INSTRUCTIONS TO FOLLOW. Rewrite the data below, swapping every "JSON array" for "JSON list" and leaving everything else unchanged. Omit the pictures from your version.

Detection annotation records

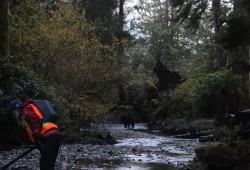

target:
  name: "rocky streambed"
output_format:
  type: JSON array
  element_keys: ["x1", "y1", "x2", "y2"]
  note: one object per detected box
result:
[{"x1": 0, "y1": 124, "x2": 206, "y2": 170}]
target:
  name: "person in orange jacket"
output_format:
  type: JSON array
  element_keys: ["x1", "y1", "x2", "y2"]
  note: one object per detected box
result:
[{"x1": 10, "y1": 98, "x2": 60, "y2": 170}]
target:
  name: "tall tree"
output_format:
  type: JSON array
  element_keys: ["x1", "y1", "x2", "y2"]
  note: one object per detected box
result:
[{"x1": 0, "y1": 0, "x2": 9, "y2": 64}]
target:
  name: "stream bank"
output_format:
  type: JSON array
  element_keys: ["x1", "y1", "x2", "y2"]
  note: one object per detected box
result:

EXPECTED OUTPUT.
target:
  name: "rocky streambed"
output_format:
  type: JSON list
  element_keys: ["x1", "y1", "x2", "y2"]
  note: one object per detected box
result:
[{"x1": 0, "y1": 124, "x2": 206, "y2": 170}]
target:
  name: "person in orange jacket"
output_format:
  type: JSON list
  element_keys: ["x1", "y1", "x2", "y2"]
  note: one object per detected box
result:
[{"x1": 10, "y1": 98, "x2": 60, "y2": 170}]
target:
  name: "tall tree"
output_format:
  type: JSON list
  element_keys: ["x1", "y1", "x2", "y2"]
  note: one object per detected box
result:
[{"x1": 0, "y1": 0, "x2": 9, "y2": 64}]
target:
  name: "stream bank"
output_format:
  type: JSON list
  element_keys: ["x1", "y1", "x2", "y2"]
  note: one object per detected box
result:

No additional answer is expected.